Out of Place, Out of Print: On the Censorship of the First Queerness/Raciality Collection in Britain
by Johanna Rothe (Monthly Review, 15.10.09)

In their article "Gay Imperialism: Gender and Sexuality Discourse in the 'War on Terror'" (2008), Jin Haritaworn, Tamsila Tauqir and Esra Erdem critique white gay discourses in Germany and Britain that trade in Islamophobic constructions of a gay-friendly, sexually liberated 'West' and a homophobic, sexually oppressive 'Islam' as the West's Other. They argue that these constructions are validated in the politics of the 'war on terror' and the erosion of migrant citizenship, and that racism is "the vehicle that transports white gays and feminists into the mainstream" (p. 72). Their work extends a tradition of antiracist feminisms that analyse the complicities of feminist and sexual politics in colonialism, war, and other forms of state violence. Writing collaboratively as trans of color, queer Muslim, and migrant feminist scholars and organizers, Haritaworn, Tauqir and Erdem call for a different kind of sexual politics.

..........

REQUIRED ACTIONS:
a – According to the censorship article, what do Haritaworn, Tauqir and Erdem call racism in relation to white gays and feminists?
b – Continue the censorship article from where it stops.

..........

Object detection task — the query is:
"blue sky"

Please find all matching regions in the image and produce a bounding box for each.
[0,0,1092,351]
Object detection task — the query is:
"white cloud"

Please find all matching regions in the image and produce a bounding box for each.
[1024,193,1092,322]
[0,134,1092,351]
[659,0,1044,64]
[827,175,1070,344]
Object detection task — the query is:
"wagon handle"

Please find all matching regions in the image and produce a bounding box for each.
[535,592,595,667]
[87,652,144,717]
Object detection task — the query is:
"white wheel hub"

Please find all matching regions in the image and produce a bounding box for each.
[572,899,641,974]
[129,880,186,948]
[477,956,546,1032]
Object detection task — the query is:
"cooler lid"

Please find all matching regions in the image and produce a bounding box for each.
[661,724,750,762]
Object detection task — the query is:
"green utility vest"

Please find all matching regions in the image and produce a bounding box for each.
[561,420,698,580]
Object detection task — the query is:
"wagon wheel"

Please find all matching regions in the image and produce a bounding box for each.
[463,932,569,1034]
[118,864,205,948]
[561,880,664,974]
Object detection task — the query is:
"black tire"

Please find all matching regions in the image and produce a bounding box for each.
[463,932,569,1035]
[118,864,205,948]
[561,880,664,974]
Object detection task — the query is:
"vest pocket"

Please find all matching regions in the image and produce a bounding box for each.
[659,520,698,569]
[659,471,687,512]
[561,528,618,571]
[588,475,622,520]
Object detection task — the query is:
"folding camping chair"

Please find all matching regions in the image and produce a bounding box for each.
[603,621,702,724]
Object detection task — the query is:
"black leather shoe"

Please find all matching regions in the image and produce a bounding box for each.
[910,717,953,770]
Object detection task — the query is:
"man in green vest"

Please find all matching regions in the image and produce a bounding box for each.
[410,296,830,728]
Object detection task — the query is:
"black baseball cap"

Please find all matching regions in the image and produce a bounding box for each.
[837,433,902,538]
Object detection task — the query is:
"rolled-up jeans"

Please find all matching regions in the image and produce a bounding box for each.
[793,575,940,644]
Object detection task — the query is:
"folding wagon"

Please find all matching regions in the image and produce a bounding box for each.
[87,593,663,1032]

..........

EXPECTED OUTPUTS:
a – The vehicle that transports white gays and feminists into the mainstream.

b –
This critique and call are now being suppressed.

On September 7 the publisher, Raw Nerve Books, issued a public apology to Peter Tatchell, a white gay leader in Britain, and his organization OutRage, who are criticized in "Gay Imperialism." Raw Nerve furthermore declared the collection in which the article appeared "out of print." The collection Out of Place: Interrogating Silences in Queerness/Raciality, edited by Adi Kuntsman and Esperanza Miyake, has been censored. On the publisher's website, where one could formerly order the book, one is now asked to read the publisher's statement of "apology and correction" instead.

The "apology and correction" are a show of force. In an authoritative voice, the statement denounces that the article contains "untruths," and it proclaims Tatchell "not Islamophobic" and not racist. It quotes brief phrases from "Gay Imperialism" and intersperses them with averments that it is "not" so, or that Tatchell has "never" done this.

"Mr Tatchell has never 'employed tactics of intimidation and aggressive divide and rule', nor has he 'attempted to discredit those who resist his patronage.' He does not 'sling mud onto Muslim communities'."

Some of the phrases of "Gay Imperialism" quoted in the "correction" use obviously metaphoric language ("sling mud"). Their simple negation -- without examination of the context from which their meaning derives -- is a farce.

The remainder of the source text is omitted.